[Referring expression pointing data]

..........

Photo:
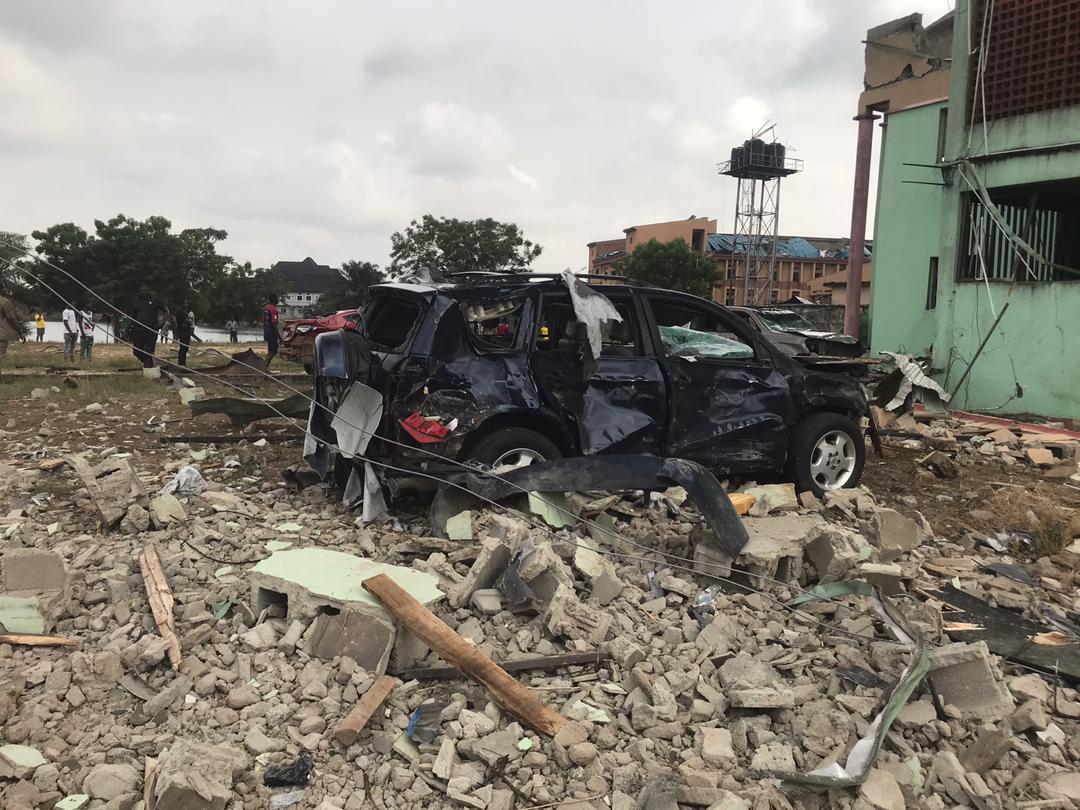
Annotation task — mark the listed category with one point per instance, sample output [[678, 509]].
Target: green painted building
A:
[[977, 207]]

..........

YOUR TASK: Starting at the line that contains "Annotation task —", restate word for word every line through the last one in the records above. Return nothing else.

ANSWER BELOW:
Annotation task — mark the listed category with one point per instance, sample output [[678, 509]].
Target: green painted building
A:
[[977, 207]]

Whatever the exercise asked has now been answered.